ASSIGNMENT
Would you restate the listing word for word, with the images omitted?

INPUT RECORDS
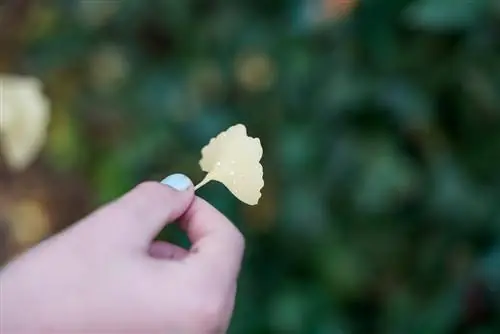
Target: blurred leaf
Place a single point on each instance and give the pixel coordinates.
(445, 15)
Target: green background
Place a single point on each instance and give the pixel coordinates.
(380, 126)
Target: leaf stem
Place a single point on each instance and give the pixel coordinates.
(203, 182)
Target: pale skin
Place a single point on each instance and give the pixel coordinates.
(105, 275)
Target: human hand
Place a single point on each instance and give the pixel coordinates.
(104, 275)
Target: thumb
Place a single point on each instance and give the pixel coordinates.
(139, 215)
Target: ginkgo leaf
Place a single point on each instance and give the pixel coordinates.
(24, 118)
(233, 158)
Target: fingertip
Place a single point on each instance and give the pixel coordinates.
(179, 182)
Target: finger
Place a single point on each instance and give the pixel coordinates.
(166, 251)
(217, 245)
(142, 213)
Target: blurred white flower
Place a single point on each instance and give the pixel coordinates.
(24, 118)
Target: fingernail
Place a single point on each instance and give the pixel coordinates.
(179, 182)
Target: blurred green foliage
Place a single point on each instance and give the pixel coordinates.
(380, 124)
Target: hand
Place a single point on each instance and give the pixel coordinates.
(104, 275)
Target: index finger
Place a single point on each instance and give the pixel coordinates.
(217, 245)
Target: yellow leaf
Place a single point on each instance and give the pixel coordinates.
(24, 118)
(233, 158)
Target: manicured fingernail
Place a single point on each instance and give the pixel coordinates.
(179, 182)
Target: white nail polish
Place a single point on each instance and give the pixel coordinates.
(179, 182)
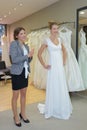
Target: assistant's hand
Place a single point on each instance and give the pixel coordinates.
(47, 66)
(31, 53)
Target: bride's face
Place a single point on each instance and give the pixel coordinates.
(54, 30)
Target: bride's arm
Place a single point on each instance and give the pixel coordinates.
(40, 51)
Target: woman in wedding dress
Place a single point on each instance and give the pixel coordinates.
(72, 70)
(58, 102)
(83, 56)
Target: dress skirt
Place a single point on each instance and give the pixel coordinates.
(19, 81)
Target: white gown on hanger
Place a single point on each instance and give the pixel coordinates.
(58, 102)
(83, 57)
(72, 70)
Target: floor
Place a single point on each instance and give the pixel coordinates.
(33, 95)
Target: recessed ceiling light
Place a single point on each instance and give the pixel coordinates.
(9, 12)
(15, 9)
(82, 12)
(20, 4)
(5, 16)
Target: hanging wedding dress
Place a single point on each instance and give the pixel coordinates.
(73, 74)
(58, 102)
(83, 56)
(38, 73)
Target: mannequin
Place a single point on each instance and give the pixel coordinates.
(85, 30)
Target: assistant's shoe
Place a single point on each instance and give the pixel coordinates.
(26, 121)
(17, 124)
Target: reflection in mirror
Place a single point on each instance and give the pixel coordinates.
(82, 43)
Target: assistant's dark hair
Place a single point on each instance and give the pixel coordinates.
(51, 24)
(17, 31)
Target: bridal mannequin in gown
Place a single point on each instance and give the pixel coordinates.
(83, 56)
(57, 102)
(72, 70)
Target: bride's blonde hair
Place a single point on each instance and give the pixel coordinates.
(50, 24)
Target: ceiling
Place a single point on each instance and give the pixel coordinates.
(14, 10)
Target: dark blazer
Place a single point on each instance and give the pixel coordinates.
(18, 58)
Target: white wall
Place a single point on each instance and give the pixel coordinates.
(64, 10)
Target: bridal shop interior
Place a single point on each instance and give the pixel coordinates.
(71, 16)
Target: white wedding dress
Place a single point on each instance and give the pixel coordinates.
(72, 70)
(83, 57)
(58, 102)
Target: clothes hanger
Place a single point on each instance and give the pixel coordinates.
(63, 29)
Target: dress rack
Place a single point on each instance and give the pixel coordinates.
(62, 23)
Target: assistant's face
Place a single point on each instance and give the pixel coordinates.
(22, 36)
(54, 30)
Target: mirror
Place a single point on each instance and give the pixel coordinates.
(81, 43)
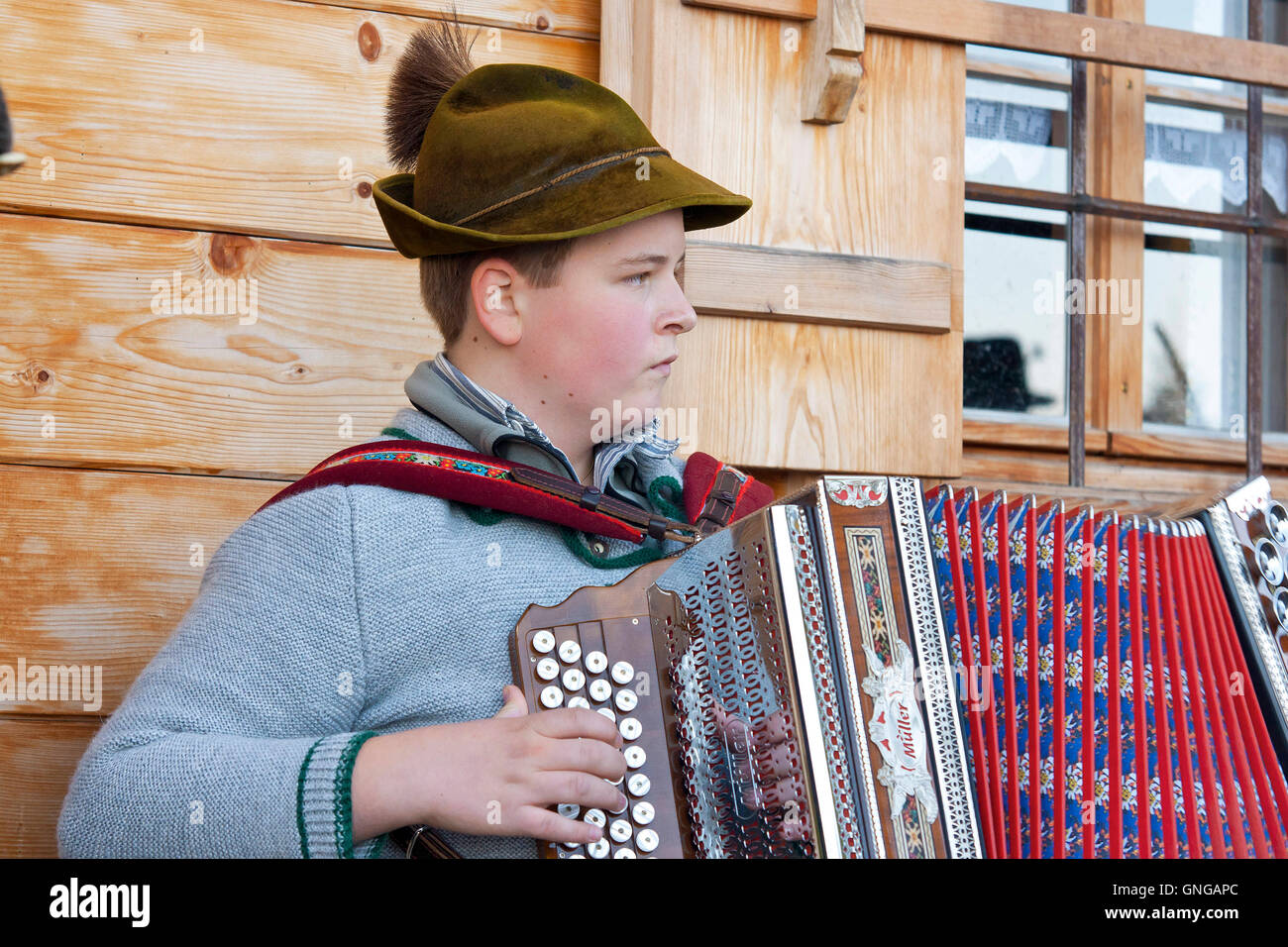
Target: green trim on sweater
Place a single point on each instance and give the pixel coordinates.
(299, 800)
(343, 805)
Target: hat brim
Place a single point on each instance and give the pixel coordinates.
(415, 235)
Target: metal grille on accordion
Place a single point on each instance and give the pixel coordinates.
(864, 671)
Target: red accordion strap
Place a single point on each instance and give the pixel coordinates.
(1249, 764)
(1180, 589)
(1228, 641)
(1112, 646)
(974, 723)
(1089, 689)
(1030, 628)
(1013, 753)
(1144, 843)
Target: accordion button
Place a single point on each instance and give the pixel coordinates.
(638, 785)
(600, 689)
(619, 830)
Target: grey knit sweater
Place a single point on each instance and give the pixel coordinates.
(329, 617)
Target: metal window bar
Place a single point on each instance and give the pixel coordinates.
(1078, 204)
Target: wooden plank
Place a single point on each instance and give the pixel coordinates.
(574, 18)
(274, 128)
(819, 287)
(97, 570)
(336, 333)
(38, 758)
(885, 183)
(1026, 433)
(784, 9)
(1065, 34)
(1116, 248)
(1176, 444)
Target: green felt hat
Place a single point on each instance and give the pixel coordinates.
(518, 154)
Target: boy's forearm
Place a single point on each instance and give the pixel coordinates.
(386, 792)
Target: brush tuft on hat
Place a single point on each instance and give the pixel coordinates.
(434, 60)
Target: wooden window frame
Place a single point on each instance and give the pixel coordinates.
(1120, 42)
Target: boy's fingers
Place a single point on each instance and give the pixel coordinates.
(578, 722)
(544, 823)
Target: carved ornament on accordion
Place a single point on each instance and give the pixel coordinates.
(898, 731)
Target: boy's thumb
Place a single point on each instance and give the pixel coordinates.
(513, 703)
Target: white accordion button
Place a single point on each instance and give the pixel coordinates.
(600, 689)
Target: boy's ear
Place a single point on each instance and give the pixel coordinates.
(492, 295)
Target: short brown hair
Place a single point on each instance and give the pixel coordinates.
(445, 281)
(437, 55)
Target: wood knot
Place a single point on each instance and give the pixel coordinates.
(35, 376)
(369, 42)
(232, 253)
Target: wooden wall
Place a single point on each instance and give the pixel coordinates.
(240, 141)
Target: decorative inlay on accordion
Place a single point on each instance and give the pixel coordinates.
(846, 674)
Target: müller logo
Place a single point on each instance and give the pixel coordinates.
(101, 900)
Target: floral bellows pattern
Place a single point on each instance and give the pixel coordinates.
(1093, 673)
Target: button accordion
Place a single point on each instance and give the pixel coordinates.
(867, 671)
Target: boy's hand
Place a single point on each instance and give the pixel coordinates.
(497, 776)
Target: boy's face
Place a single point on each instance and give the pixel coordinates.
(617, 312)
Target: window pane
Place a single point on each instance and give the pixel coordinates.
(1274, 335)
(1016, 328)
(1194, 344)
(1017, 134)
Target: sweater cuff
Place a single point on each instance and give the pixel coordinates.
(323, 809)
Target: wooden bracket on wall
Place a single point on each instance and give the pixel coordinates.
(831, 47)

WORKED SOLUTION
Target: blurred leaf
Place a single point on each instance and give the pixel coordinates.
(445, 15)
Target: green background
Place a single point on each instance and give the pixel coordinates.
(380, 126)
Target: leaf stem
Place a single point on each instance and give the pixel coordinates.
(203, 182)
Target: pale skin
Place a single point on each instance and give the pixel coordinates.
(105, 275)
Target: human hand
Place a single point on each instance and give the pixel coordinates.
(104, 275)
Target: thumb
Place a single point on each instance and give the pixel coordinates.
(139, 215)
Target: ginkgo leaf
Place a single point on each instance and give the pixel coordinates.
(24, 118)
(233, 158)
Target: fingertip
Place a single point on each instance and give the pixel coordinates.
(179, 182)
Target: finger
Place a single point on each instance and give the pixel coordinates.
(166, 251)
(217, 245)
(142, 213)
Target: blurred white flower
Place a single point on each instance and give the pixel coordinates.
(24, 118)
Target: fingernail
Place a single point on each instance and give the pixel coordinates.
(179, 182)
Target: blurred green foliage
Place a single point on each instance and give the pixel coordinates.
(380, 124)
Target: hand
Place a single point on each instance and give the pixel coordinates.
(104, 275)
Target: index finger
Place a single point on each instance and give the pixel coordinates.
(217, 245)
Target: yellow leaf
Place a single point on each instance and give the pixel coordinates.
(24, 118)
(233, 158)
Target: manicured fingernail
Place a single point on each instance and give the pixel coordinates.
(179, 182)
Target: white nail polish
Place a single point on each instance and give the pixel coordinates.
(179, 182)
Target: assistant's hand
Place a single point on each instance and give the pixel coordinates.
(47, 66)
(31, 53)
Target: bride's face
Place a single point on each instance and give the pixel coordinates.
(54, 30)
Target: bride's arm
Place a single point on each instance and give the pixel coordinates.
(40, 51)
Target: woman in wedding dress
Place a single point on each instance and give the pixel coordinates.
(72, 70)
(58, 102)
(83, 56)
Target: dress skirt
Place a single point on each instance and give the pixel coordinates.
(19, 81)
Target: white gown on hanger
Place a single point on each instance and give the pixel coordinates.
(58, 102)
(83, 57)
(72, 70)
Target: floor
Place a single point on each instance and give the pixel coordinates.
(33, 95)
Target: recessed ceiling light
Place a single point on each instance and give the pixel coordinates.
(9, 12)
(15, 9)
(82, 12)
(20, 4)
(5, 16)
Target: hanging wedding dress
Place a single point on each instance and give the pixel coordinates.
(73, 74)
(58, 102)
(83, 56)
(38, 73)
Target: mannequin
Place a single point on each instance and give the pixel coordinates.
(85, 30)
Target: assistant's shoe
Place a single point on each instance and give the pixel coordinates.
(26, 121)
(17, 124)
Target: reflection in mirror
Place a single point on each instance and give the pixel coordinates.
(82, 43)
Target: assistant's dark hair
Place a single point on each instance and give the pixel coordinates.
(51, 24)
(17, 31)
Target: bridal mannequin in gown
Place a single point on each instance and give the pixel coordinates.
(83, 56)
(57, 102)
(72, 70)
Target: bride's blonde hair
Place a single point on each instance and give the pixel coordinates.
(50, 24)
Target: ceiling
Place a single point on each instance and give the pixel coordinates.
(14, 10)
Target: dark blazer
Place a single point on each instance and give the pixel coordinates.
(18, 58)
Target: white wall
Place a single point on each instance and give the pixel coordinates.
(64, 10)
Target: bridal shop interior
Place a single point on each instance and give the pixel coordinates.
(71, 16)
Target: white wedding dress
Place a single point on each instance and give the pixel coordinates.
(72, 70)
(83, 57)
(58, 102)
Target: clothes hanger
Place a single point on each instance and give the pixel coordinates.
(63, 29)
Target: dress rack
Place a single point on each instance and give the pixel coordinates.
(62, 23)
Target: assistant's face
Place a single point on each instance and give the pixel coordinates.
(22, 36)
(54, 30)
Target: mirror
Place a single point on each instance and give the pixel coordinates.
(81, 43)
Target: green trim on sweater
Place a single point on each instance and give the pixel coordinates.
(299, 800)
(343, 805)
Target: hat brim
Place a single point on each instance and give the pixel coordinates.
(415, 235)
Target: metal grille on accordion
Place a single point on each instance and give the pixel coordinates.
(864, 671)
Target: red accordion strap
Place a single point on each instance and give the pixel coordinates.
(1249, 764)
(1180, 589)
(1228, 641)
(1112, 646)
(974, 723)
(1089, 689)
(1030, 628)
(1013, 753)
(1144, 843)
Target: accordion button
Place a single point on each instance and give the pixel coordinates.
(638, 785)
(600, 689)
(619, 830)
Target: grey knit sweater
Place a single point on each instance and give the pixel coordinates.
(329, 617)
Target: metal window bar
Place a single point on each instance and give the pixel coordinates.
(1078, 204)
Target: wooden plank
Place a single point on each instance and give the pixel coordinates.
(574, 18)
(274, 128)
(819, 287)
(97, 570)
(336, 333)
(38, 758)
(885, 183)
(1026, 433)
(784, 9)
(1065, 34)
(1116, 248)
(1176, 444)
Target: green felt hat
Place a single point on each instance and give the pixel coordinates.
(518, 154)
Target: boy's forearm
Place a single point on each instance and give the pixel coordinates.
(386, 792)
Target: brush tuft on hat
Place a single point on each instance and give the pixel coordinates.
(434, 60)
Target: wooden window frame
Place a single point on each instance and give the pixel coordinates.
(1120, 42)
Target: boy's fingers
Place a single point on each instance and give the pixel coordinates.
(578, 722)
(544, 823)
Target: carved ornament on accordion
Place a single point on each instance and give the pixel coordinates.
(898, 731)
Target: boy's thumb
Place a single point on each instance and give the pixel coordinates.
(513, 703)
Target: white accordion button
Place a single point on each instance and give the pixel coordinates.
(600, 689)
Target: boy's ear
Place a single point on each instance and give the pixel coordinates.
(492, 295)
Target: short brown hair
Place a single point on each instance and give the pixel coordinates.
(445, 281)
(437, 55)
Target: wood knot
Place a single point on each instance and give the pixel coordinates.
(35, 376)
(369, 42)
(232, 253)
Target: wooden wall
Place a single point on each instance and give the pixel coordinates.
(240, 141)
Target: decorative inlay on accordion
Place a single point on each instance and give the pixel coordinates.
(846, 674)
Target: müller logo
Place a single point on each instance and give the pixel coordinates.
(101, 900)
Target: floral bellows pattern
Place a single point on each instance and give the pixel coordinates.
(1093, 673)
Target: button accordion
Place a single point on each instance and give the pixel coordinates.
(867, 671)
Target: boy's hand
Place a single point on each instance and give the pixel coordinates.
(497, 776)
Target: boy's face
Place a single point on each instance and give the pixel coordinates.
(617, 312)
Target: window pane
Place a single point on each instance and give the pixel coordinates.
(1274, 335)
(1016, 328)
(1194, 344)
(1017, 134)
Target: sweater cuff
Place a single point on each instance and give the pixel coordinates.
(323, 809)
Target: wooden bracket on wall
Place a single point on each instance and give the pixel coordinates.
(831, 47)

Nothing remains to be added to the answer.